If you aren’t sure whether to take on the challenge of Studying Chinese in China, then the efforts that the US government is making to ensure that its citizens are doing just that, might be enough to convince you. In November 2009, Obama announced the “100,000 Strong” initiative, which aims to rapidly increase the number of US students studying abroad in China, as well as the diversity of educational and racial backgrounds of the students taking part in such programs. This initiative was launched in Beijing in May last year and has been strongly supported by the Chinese government, who has offered 10,000 Bridge scholarships for American students on China study abroad programs.
Recent statistics indicate that 600 times the amount of Chinese students are learning English as Americans learning Mandarin. Having taught Chinese 3-year-olds who can already have basic conversations in English, this is something that I can totally believe! Apparently by July last year, there were already over 30,000 schools offering private English classes in China (no wonder it’s so easy to find an English teaching job over here!) And it’s not only the numbers of Chinese students learning English in China that have increased, but also the numbers of students studying abroad in the US and other western countries. In the last academic year, almost 128,000 Chinese students were studying in the US, accounting for 19% of the international student population of the country.

RECORD LIST:
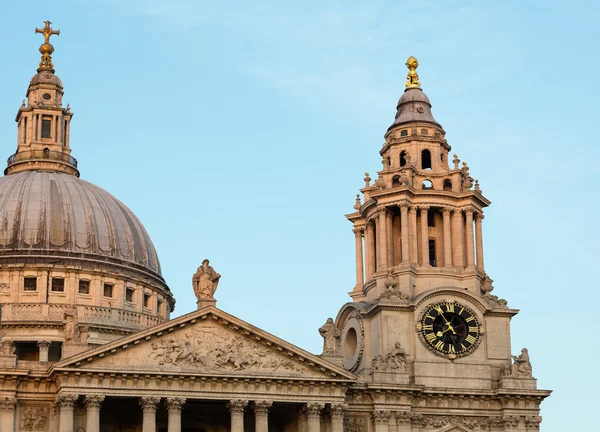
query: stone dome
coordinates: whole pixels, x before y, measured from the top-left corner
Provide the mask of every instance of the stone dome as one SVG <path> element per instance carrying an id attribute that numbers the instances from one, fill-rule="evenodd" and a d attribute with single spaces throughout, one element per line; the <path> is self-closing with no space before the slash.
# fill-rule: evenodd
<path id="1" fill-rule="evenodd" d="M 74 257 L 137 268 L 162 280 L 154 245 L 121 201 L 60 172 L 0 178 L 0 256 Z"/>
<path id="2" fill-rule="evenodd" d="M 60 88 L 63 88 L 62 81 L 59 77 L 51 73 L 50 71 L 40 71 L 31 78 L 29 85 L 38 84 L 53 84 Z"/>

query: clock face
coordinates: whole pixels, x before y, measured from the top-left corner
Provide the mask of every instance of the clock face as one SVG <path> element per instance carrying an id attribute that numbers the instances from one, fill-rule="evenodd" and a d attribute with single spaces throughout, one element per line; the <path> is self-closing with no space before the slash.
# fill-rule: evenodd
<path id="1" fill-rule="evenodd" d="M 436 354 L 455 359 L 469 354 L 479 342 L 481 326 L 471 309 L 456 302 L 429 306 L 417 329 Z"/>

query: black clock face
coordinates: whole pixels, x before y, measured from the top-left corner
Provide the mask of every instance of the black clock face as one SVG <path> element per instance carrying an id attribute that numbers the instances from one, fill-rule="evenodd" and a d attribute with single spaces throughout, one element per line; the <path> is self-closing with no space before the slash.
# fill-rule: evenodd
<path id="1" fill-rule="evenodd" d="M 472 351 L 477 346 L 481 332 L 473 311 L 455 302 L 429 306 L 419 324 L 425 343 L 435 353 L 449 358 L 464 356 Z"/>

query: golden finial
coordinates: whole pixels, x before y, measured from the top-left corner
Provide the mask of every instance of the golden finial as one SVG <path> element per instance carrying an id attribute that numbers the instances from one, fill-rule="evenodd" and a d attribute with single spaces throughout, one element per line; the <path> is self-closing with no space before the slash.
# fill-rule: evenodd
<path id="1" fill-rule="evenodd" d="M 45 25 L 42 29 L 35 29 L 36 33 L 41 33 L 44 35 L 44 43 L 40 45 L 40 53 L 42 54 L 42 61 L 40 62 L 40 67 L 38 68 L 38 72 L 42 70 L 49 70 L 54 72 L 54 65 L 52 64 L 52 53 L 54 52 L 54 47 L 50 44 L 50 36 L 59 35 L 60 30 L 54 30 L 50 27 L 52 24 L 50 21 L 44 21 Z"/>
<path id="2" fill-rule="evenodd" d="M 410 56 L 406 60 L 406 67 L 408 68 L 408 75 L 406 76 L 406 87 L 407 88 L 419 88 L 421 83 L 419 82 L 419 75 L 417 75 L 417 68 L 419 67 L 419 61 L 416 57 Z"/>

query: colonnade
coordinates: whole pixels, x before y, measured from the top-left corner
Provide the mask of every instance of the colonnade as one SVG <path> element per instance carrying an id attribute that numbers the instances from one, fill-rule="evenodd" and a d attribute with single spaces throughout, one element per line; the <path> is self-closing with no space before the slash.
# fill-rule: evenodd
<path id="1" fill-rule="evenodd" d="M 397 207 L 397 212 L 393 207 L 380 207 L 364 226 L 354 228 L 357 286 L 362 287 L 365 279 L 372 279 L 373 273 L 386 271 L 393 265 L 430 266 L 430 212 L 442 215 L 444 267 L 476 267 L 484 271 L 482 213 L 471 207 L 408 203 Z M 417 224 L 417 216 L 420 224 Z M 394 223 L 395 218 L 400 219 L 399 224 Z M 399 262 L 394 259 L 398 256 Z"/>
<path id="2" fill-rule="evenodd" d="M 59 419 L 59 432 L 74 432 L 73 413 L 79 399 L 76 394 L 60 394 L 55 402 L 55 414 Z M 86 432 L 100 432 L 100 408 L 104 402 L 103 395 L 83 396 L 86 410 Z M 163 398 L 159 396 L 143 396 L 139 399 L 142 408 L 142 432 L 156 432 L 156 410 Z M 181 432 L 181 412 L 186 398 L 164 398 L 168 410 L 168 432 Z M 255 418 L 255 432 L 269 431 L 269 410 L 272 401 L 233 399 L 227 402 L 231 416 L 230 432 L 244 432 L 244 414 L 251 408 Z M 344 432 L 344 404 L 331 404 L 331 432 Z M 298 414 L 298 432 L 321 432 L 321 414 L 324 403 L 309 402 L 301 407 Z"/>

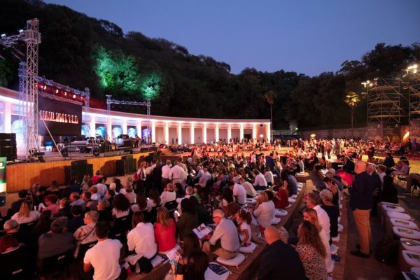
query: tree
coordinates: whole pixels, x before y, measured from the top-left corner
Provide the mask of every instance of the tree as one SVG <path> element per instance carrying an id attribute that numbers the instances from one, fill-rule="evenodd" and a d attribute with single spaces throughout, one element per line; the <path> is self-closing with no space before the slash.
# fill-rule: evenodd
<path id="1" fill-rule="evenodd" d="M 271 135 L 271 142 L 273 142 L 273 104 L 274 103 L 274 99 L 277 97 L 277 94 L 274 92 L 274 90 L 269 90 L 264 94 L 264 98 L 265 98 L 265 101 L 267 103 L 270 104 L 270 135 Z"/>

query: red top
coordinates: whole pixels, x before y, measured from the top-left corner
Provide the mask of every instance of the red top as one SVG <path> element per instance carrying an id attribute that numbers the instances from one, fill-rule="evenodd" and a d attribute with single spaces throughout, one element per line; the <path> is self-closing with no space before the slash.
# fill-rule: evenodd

DIRECTION A: Reproduce the passage from the piece on studying Chinese in China above, starting at "If you aren’t" and ending at "study abroad programs.".
DIRECTION B: Using the piece on studying Chinese in China above, state whether each statement agrees with it, answering yes or no and quoting the deciding words: (i) The "100,000 Strong" initiative was announced in November 2009. (ii) The Chinese government offered 100,000 Bridge scholarships for American students. (iii) Chinese students made up 19% of the international student population in the US in the last academic year.

TASK RESPONSE A:
If you aren’t sure whether to take on the challenge of Studying Chinese in China, then the efforts that the US government is making to ensure that its citizens are doing just that, might be enough to convince you. In November 2009, Obama announced the “100,000 Strong” initiative, which aims to rapidly increase the number of US students studying abroad in China, as well as the diversity of educational and racial backgrounds of the students taking part in such programs. This initiative was launched in Beijing in May last year and has been strongly supported by the Chinese government, who has offered 10,000 Bridge scholarships for American students on China study abroad programs.

TASK RESPONSE B:
(i) Yes: "In November 2009, Obama announced the “100,000 Strong” initiative"
(ii) No: "has offered 10,000 Bridge scholarships for American students on China study abroad programs"
(iii) Yes: "accounting for 19% of the international student population of the country"